Kutipan Dokumen |
Oleh: Herman Oesman

Dosen Sosiologi FISIP UMMU

_______

Atas nama pembangunan, mari dengar suara lirih dari pulau”

PULAU itu seperti anak tiri dalam rumah besar bernama pembangunan. Laut mengelilinginya bukan sebagai pelindung, melainkan sebagai batas yang menyingkirkan. Dalam dokumen-dokumen negara yang kaku dan sarat jargon teknokratis, pulau, namanya nyaris tak pernah disebut. Jika pun muncul, ia hadir sebagai angka: luas wilayah, garis pantai, atau potensi tambang, bukan sebagai ruang hidup manusia.

Pembangunan, dalam kerangka modernisasi, memang kerap dipahami sebagai “jalan lurus” menuju kemajuan yang bersandar pada industrialisasi dan urbanisasi (lihat, Rostow, 1960 : 4–7). Namun jalan lurus itu ternyata tidak membentang hingga ke pulau-pulau kecil yang berjajar di tepian republik ini.

Mereka tercecer, tercekat, bahkan terhapus dari peta rencana. Di tengah gelombang proyek nasional, suara masyarakat pulau nyaris tenggelam dalam riuhnya suara mesin ekskavator dan debat ruang di ruang-ruang kantor Pemerintahan.

Dalam kasus Maluku Utara, khususnya Halmahera dan pulau-pulau kecil di sekitarnya, pembangunan acapkali hadir dalam rupa ekstraksi sumber daya: tambang nikel, kelapa, hingga proyek perikanan industri. Ironisnya, alih-alih mengangkat kesejahteraan masyarakat lokal, pembangunan justru menggeser mereka dari tanah adat, menggusur kampung, dan merusak ekosistem yang menopang hidup (Lefebvre, 1991; Tempo, 2022).

Tujuan Tugas | Menurut kutipan dokumen, dalam rupa apa pembangunan acapkali hadir di Maluku Utara?

Data Mentah |

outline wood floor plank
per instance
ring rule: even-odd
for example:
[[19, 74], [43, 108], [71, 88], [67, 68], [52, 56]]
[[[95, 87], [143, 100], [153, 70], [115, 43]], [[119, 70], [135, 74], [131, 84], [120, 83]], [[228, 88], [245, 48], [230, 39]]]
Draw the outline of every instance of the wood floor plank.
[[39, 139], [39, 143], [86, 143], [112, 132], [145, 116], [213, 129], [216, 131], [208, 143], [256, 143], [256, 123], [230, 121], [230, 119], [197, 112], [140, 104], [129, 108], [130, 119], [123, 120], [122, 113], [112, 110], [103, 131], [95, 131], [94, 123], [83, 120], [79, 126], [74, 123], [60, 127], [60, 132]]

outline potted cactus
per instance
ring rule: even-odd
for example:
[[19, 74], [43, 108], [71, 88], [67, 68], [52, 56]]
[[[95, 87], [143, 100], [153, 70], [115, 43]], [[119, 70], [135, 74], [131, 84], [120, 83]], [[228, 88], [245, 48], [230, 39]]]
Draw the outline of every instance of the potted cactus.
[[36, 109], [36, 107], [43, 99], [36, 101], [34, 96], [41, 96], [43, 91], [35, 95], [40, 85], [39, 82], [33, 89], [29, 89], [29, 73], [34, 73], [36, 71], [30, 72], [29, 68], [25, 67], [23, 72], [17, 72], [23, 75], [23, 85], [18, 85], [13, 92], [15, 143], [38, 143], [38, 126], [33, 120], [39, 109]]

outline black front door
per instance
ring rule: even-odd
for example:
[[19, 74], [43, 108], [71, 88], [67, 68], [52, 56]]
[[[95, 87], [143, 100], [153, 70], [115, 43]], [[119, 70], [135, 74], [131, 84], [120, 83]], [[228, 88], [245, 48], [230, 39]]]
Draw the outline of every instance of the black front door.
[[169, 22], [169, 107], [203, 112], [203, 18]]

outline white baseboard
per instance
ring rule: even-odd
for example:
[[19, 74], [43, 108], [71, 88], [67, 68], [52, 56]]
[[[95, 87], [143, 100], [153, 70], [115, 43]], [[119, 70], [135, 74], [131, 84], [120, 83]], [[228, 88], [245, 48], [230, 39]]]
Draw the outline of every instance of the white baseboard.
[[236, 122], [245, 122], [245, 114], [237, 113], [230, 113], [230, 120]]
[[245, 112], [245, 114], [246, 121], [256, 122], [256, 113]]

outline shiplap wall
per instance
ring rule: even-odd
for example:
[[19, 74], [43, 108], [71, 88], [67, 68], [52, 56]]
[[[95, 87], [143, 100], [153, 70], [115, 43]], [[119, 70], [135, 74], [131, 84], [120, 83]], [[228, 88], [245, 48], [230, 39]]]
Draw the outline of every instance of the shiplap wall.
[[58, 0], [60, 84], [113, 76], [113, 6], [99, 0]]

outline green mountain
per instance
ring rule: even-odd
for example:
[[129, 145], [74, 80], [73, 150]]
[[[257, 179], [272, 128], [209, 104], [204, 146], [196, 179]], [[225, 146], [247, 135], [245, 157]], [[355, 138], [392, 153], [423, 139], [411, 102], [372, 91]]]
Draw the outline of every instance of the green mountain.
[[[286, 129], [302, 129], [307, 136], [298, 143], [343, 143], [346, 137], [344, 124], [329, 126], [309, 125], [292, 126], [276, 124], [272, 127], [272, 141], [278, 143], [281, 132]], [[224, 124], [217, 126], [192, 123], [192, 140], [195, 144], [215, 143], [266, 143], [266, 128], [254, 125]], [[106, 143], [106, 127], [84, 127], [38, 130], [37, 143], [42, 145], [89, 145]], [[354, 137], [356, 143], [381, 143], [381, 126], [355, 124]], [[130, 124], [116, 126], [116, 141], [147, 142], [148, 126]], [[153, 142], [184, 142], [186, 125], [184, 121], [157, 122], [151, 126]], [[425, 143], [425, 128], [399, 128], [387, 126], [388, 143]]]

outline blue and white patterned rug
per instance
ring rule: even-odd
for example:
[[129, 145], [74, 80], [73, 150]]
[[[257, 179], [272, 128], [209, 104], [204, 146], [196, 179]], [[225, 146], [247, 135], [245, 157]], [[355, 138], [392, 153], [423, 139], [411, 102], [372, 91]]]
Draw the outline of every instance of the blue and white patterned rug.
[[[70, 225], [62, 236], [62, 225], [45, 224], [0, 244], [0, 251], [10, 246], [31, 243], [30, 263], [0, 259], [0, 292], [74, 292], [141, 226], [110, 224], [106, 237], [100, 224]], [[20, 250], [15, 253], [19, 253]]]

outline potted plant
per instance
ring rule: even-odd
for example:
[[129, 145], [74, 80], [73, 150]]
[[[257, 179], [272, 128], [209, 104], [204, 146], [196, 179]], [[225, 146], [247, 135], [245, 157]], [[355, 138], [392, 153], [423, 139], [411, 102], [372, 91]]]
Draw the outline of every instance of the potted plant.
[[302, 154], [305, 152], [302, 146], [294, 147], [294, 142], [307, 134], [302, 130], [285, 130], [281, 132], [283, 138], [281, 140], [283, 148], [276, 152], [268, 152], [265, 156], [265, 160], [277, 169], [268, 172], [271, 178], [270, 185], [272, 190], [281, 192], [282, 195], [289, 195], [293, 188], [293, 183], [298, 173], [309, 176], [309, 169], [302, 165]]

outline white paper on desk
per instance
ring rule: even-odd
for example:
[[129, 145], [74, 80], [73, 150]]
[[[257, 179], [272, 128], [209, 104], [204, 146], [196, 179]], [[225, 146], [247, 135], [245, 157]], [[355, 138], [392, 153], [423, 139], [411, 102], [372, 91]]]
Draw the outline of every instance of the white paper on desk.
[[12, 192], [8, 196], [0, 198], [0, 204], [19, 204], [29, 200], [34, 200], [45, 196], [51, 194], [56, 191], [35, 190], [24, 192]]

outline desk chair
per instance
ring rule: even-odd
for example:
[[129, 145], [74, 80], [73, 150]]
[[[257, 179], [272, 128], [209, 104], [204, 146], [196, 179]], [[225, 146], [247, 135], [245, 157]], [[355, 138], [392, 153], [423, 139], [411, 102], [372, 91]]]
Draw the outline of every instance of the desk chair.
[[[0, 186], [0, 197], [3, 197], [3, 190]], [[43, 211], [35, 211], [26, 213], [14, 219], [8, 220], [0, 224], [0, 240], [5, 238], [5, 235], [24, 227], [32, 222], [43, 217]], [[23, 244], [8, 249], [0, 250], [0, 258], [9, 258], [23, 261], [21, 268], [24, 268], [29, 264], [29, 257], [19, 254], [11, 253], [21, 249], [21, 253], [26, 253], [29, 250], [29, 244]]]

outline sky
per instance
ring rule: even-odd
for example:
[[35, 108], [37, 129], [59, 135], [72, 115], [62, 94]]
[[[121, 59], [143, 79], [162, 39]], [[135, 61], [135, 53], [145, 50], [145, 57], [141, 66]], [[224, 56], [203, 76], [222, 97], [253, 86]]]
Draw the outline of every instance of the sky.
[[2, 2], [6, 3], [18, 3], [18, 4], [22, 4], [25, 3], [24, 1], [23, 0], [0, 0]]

Jawaban Tugas | Dalam rupa ekstraksi sumber daya: tambang nikel, kelapa, hingga proyek perikanan industri.